----- RECORDED INFORMATION -----

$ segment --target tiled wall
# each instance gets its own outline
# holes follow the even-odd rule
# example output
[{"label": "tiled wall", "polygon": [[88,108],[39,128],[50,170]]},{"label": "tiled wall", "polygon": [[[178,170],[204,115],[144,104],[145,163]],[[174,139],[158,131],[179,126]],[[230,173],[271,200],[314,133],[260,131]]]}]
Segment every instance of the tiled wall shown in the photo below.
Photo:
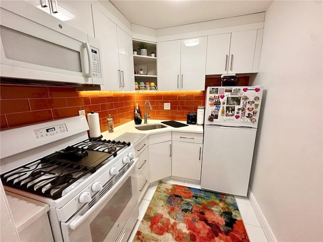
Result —
[{"label": "tiled wall", "polygon": [[[248,86],[249,77],[240,77],[239,85]],[[205,86],[220,86],[219,77],[207,77]],[[0,86],[1,130],[76,116],[78,110],[99,113],[101,131],[107,130],[112,114],[115,127],[133,120],[136,103],[143,117],[143,104],[149,100],[153,110],[150,118],[185,120],[187,113],[204,106],[205,91],[77,92],[73,87],[2,84]],[[164,110],[164,103],[171,110]]]}]

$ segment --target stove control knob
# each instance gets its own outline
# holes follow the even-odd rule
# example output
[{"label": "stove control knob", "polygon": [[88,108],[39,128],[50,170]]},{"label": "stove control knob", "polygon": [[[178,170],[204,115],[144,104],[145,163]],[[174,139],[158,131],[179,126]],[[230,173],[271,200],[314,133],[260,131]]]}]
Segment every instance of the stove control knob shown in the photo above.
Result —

-----

#### GIVEN PROBLEM:
Rewrite every line of the items above, substituting "contour" for "outline" and leaving everything else unchanged. Omit the pictures.

#### SOLUTION FOR THIS EXERCISE:
$ segment --target tiled wall
# each instance gets its own contour
# holes follow the even-odd rule
# example output
[{"label": "tiled wall", "polygon": [[88,108],[39,128],[50,170]]},{"label": "tiled wall", "polygon": [[[178,170],[204,115],[144,104],[145,163]],[[174,139],[158,131],[179,126]],[[230,173],[271,200],[314,133],[260,131]]]}]
Segment every instance of the tiled wall shown in the photo below.
Photo:
Result —
[{"label": "tiled wall", "polygon": [[[248,86],[249,77],[240,77],[239,85]],[[205,86],[220,86],[219,77],[207,77]],[[0,86],[1,130],[76,116],[78,110],[99,113],[101,131],[107,130],[112,114],[115,127],[133,120],[136,103],[143,117],[143,104],[149,100],[153,110],[150,118],[185,120],[187,113],[204,106],[205,91],[77,92],[73,87],[2,84]],[[164,110],[164,103],[171,110]]]}]

$ segment --target stove control knob
# each instance gets its own contour
# holes follow the even-odd rule
# example output
[{"label": "stove control knob", "polygon": [[88,108],[39,128],[50,170]]},{"label": "stove control knob", "polygon": [[[178,170],[204,115],[144,104],[145,163]],[[174,139],[158,131],[179,126]],[[230,173],[271,200],[314,133],[260,131]]]}]
Segment every instance of the stove control knob shown in the photo above.
Result —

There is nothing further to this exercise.